Questions to answer
1. In the passage on the ownership dispute over Darwin, what question does the doctrine of animus revertendi turn on?
2. Reproduce the passage on the ownership dispute over Darwin from "Does the doctrine" to "not be determined.".

Text for analysis
────────────────
I really like how she went on to say:
“Some people do keep exotic animals as pets. A high onus regarding provision of secure housing for wild animals is appropriate to place on their owners.”
Agreed. If you can’t contain them, you lose them. Period.
Does the doctrine of animus revertendi (whether the animal had the usual habit of returning home) apply?
In Campbell, the court considered that if a wild animal had the habit of returning home, a person may have greater ownership interest if the animal escaped. Vallee acknowledged that Darwin’s parking lot escape did not give him that option. But Nakhuda’s desperate email to a monkey trainer tells a tale of an animal who “must be kept on a leash at all times..” Nakhuda then writes, “I cannot imagine him ever being without a leash.” However, Vallee, points out that since the animal has never previously escaped, it can’t be known if he would return home, so this issue could not be determined.
────────────────
Data supplied
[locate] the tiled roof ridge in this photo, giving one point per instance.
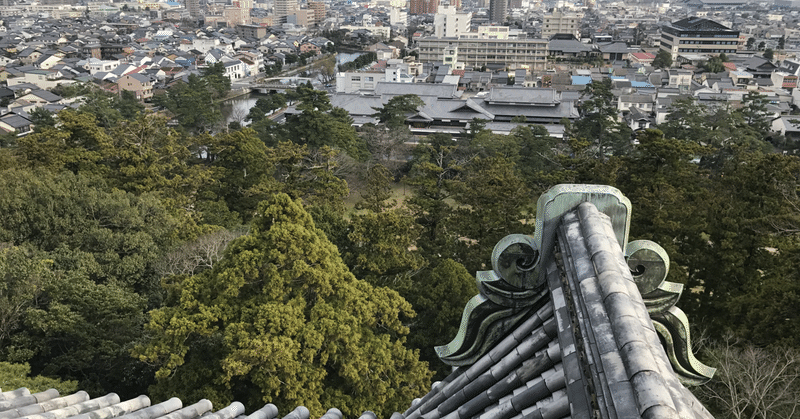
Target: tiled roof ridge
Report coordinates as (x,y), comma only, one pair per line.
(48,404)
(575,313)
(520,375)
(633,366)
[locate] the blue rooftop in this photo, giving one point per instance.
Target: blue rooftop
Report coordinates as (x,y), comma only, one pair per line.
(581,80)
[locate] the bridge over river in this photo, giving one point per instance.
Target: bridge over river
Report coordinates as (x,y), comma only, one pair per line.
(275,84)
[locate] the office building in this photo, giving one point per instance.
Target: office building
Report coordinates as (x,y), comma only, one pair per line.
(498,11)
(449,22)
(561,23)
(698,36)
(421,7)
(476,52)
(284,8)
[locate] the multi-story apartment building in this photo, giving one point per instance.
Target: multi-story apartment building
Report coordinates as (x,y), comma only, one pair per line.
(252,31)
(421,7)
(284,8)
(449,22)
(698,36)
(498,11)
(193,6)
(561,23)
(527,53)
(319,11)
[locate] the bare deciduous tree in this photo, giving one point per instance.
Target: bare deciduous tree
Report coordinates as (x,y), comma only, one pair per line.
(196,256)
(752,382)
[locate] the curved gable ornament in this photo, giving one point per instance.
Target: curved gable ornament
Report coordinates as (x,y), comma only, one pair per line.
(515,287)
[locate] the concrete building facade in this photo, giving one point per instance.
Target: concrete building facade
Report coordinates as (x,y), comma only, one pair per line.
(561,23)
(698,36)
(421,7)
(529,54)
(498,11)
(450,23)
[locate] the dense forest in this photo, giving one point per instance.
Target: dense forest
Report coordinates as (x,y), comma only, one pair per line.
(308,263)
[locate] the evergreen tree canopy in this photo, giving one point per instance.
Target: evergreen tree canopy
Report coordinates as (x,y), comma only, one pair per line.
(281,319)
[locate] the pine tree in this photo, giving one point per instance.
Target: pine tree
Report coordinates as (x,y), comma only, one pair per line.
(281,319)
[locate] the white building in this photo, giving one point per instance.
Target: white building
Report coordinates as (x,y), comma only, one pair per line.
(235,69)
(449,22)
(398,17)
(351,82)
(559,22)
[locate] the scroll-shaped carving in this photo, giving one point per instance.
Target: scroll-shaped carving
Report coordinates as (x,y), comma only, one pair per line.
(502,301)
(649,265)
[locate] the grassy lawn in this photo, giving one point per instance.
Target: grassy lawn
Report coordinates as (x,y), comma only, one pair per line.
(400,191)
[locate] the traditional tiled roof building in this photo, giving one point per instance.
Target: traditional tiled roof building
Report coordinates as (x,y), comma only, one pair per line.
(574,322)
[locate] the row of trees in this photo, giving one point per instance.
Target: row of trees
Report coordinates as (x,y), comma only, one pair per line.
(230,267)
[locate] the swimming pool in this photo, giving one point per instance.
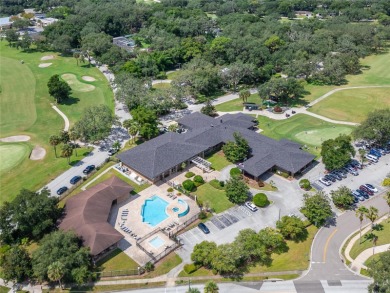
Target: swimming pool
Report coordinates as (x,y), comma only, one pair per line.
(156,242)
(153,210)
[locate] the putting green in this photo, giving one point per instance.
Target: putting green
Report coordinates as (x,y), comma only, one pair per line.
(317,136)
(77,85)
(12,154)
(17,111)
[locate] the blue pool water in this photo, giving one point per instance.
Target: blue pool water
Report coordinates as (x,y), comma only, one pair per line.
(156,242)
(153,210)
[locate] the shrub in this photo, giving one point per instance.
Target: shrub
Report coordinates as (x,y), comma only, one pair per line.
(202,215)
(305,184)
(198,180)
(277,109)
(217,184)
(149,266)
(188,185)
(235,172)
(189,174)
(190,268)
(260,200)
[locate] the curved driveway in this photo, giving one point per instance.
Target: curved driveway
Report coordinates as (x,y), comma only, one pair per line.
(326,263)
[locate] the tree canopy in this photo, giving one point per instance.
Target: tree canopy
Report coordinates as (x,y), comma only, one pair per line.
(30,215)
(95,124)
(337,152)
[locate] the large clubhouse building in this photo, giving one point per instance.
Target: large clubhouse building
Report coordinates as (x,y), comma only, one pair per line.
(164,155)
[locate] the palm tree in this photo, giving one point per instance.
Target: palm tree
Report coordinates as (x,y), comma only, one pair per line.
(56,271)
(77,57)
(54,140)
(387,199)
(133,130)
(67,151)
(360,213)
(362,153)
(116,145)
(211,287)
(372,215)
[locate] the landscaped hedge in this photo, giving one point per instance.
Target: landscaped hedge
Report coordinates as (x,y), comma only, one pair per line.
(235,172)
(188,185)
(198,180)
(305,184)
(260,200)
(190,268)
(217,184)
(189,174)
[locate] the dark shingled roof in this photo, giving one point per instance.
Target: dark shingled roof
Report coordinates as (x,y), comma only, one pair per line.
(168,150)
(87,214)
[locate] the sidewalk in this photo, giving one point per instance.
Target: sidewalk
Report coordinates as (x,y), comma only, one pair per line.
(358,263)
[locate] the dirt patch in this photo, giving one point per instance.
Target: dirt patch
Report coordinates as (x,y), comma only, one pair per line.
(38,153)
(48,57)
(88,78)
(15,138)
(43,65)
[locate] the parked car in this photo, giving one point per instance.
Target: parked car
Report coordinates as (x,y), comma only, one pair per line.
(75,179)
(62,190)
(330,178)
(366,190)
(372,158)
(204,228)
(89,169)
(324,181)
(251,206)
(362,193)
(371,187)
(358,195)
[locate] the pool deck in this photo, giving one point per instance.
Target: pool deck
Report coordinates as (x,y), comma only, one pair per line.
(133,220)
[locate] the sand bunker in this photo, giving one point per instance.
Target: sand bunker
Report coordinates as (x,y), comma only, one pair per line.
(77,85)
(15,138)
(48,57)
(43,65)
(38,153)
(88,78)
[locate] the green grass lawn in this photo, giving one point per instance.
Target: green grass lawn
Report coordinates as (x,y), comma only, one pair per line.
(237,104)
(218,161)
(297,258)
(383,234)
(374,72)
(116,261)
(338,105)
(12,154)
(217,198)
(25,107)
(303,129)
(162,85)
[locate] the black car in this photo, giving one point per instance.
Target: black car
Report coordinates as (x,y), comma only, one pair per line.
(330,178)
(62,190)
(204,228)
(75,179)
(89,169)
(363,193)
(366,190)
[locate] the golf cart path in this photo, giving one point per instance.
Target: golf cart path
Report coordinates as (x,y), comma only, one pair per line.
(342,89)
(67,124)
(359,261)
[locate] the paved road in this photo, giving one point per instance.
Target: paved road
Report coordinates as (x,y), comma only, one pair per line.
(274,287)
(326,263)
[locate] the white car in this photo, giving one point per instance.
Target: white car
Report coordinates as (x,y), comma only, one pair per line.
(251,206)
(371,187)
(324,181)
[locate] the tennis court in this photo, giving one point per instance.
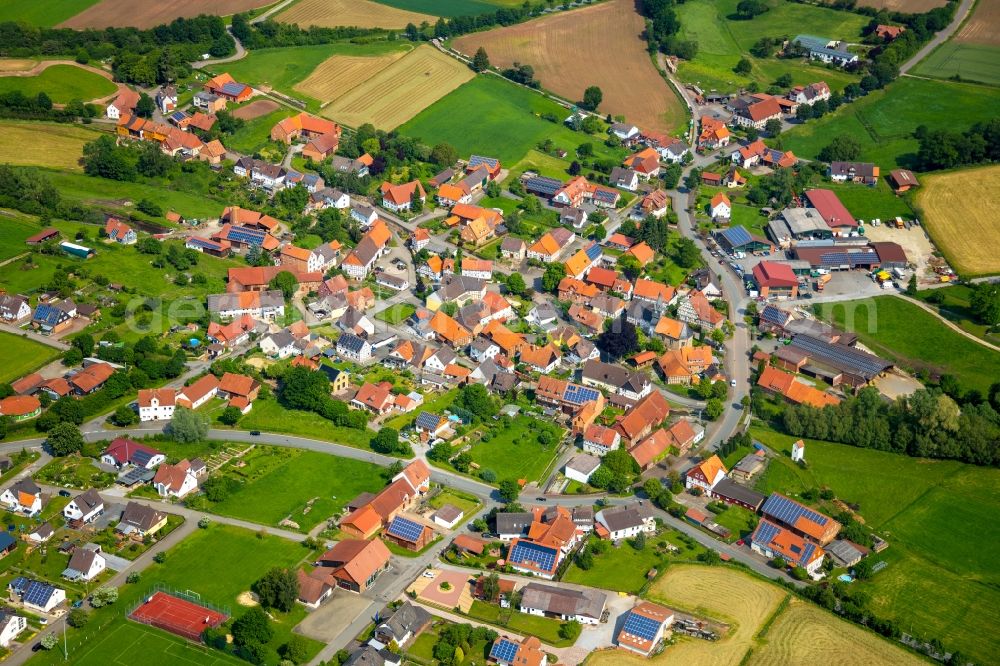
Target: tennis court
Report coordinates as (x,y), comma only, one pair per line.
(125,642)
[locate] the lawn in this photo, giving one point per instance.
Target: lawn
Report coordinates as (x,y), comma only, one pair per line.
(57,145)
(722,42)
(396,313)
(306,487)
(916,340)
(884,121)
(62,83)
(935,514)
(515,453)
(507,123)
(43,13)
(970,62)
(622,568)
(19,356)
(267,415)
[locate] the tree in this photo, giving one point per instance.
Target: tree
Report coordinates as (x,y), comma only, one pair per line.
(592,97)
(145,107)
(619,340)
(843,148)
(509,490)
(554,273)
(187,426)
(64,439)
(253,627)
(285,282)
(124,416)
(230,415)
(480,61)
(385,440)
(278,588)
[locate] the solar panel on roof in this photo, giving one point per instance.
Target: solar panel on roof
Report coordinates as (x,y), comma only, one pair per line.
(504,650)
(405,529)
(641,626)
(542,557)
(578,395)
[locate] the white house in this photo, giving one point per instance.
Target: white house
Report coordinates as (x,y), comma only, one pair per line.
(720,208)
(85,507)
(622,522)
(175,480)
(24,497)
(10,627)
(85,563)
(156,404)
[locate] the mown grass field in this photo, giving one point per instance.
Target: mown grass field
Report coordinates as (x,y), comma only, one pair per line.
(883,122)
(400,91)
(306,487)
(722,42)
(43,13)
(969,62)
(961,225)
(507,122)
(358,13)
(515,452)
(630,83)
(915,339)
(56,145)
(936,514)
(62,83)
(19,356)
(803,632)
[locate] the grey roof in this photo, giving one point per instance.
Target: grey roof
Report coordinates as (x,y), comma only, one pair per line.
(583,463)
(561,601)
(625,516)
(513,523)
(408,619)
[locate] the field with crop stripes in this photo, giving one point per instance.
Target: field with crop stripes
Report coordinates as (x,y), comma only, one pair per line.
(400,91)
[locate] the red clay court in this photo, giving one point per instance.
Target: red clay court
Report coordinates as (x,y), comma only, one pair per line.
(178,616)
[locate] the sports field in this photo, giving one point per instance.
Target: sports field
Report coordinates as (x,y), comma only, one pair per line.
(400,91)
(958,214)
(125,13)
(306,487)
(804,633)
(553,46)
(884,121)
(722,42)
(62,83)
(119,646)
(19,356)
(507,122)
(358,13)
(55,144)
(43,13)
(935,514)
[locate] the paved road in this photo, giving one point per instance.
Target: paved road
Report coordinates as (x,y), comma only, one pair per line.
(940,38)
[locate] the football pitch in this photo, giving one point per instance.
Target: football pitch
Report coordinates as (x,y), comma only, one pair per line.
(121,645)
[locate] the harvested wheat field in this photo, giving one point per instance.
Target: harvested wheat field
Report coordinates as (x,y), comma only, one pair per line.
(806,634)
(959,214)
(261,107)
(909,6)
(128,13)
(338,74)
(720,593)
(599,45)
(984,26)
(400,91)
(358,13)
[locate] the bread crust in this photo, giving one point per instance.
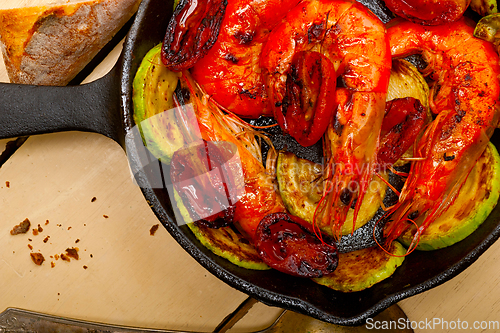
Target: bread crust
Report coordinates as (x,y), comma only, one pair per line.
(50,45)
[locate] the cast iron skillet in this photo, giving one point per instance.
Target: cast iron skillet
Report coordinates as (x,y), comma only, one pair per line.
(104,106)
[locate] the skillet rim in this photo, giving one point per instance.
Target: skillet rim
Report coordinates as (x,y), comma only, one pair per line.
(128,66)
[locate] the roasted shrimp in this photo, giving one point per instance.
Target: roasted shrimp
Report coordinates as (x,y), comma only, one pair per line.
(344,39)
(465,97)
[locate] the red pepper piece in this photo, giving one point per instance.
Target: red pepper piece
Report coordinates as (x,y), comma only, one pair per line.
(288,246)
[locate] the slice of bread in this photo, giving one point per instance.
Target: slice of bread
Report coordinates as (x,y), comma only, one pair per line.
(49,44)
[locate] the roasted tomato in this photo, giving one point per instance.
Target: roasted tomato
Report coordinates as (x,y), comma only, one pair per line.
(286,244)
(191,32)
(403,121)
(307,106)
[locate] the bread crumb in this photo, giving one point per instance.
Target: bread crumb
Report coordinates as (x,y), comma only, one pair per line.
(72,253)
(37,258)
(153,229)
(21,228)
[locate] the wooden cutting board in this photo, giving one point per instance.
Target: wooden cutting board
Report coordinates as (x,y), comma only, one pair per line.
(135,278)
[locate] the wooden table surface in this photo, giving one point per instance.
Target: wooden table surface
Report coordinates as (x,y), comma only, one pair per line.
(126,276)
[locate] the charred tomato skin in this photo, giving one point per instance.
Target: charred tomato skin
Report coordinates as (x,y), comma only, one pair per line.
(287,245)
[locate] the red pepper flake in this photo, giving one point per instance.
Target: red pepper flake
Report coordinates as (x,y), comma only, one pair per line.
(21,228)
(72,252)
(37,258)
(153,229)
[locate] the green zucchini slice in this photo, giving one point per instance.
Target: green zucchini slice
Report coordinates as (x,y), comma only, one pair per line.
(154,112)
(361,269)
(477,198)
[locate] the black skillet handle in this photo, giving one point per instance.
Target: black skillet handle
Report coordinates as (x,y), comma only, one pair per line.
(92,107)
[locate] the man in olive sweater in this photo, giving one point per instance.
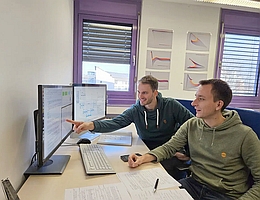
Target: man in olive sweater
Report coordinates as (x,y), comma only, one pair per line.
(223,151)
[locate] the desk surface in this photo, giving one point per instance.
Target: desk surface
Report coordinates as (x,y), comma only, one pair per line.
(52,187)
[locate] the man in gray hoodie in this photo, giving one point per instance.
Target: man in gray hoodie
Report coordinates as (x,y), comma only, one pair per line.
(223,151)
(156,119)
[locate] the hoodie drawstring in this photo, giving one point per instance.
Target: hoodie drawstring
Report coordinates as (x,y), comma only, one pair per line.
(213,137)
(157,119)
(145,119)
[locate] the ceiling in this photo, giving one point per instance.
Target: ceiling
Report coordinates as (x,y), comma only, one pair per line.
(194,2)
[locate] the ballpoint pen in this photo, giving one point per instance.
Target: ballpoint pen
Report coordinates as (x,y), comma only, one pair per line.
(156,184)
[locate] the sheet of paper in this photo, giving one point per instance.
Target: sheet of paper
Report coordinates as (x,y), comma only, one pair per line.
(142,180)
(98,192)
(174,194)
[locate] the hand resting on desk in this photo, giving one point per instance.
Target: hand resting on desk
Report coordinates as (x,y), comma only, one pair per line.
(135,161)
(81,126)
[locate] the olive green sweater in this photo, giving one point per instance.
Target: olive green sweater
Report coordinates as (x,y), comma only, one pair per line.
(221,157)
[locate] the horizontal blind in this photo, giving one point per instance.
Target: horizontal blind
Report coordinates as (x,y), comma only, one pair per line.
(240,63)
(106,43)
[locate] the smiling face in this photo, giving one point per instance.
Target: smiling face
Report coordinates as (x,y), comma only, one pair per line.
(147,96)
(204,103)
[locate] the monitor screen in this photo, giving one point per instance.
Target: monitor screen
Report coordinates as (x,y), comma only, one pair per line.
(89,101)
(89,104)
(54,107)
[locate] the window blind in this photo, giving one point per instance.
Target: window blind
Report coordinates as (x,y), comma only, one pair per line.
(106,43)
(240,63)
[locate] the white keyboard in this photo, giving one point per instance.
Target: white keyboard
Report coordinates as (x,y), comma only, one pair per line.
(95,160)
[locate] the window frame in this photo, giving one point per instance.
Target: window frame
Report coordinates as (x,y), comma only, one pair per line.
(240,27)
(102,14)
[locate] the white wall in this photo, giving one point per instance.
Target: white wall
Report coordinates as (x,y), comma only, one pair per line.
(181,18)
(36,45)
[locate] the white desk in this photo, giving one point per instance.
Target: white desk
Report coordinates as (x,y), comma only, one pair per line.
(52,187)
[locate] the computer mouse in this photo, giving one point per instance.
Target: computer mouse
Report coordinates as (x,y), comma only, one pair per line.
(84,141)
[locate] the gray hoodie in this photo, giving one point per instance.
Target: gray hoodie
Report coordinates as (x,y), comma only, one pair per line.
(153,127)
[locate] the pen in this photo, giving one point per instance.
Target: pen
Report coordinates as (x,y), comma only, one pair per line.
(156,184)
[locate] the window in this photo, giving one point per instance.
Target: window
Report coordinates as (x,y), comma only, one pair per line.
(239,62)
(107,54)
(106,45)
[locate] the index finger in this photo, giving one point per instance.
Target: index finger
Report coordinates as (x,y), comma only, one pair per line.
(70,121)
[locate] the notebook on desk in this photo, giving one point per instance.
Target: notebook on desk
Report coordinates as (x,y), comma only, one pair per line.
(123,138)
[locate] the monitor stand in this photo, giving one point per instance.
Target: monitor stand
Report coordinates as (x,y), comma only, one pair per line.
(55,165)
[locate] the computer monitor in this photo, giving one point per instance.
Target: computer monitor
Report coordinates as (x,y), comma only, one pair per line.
────────────────
Answer set
1. Whether the animal had the usual habit of returning home.

2.
Does the doctrine of animus revertendi (whether the animal had the usual habit of returning home) apply?
In Campbell, the court considered that if a wild animal had the habit of returning home, a person may have greater ownership interest if the animal escaped. Vallee acknowledged that Darwin’s parking lot escape did not give him that option. But Nakhuda’s desperate email to a monkey trainer tells a tale of an animal who “must be kept on a leash at all times..” Nakhuda then writes, “I cannot imagine him ever being without a leash.” However, Vallee, points out that since the animal has never previously escaped, it can’t be known if he would return home, so this issue could not be determined.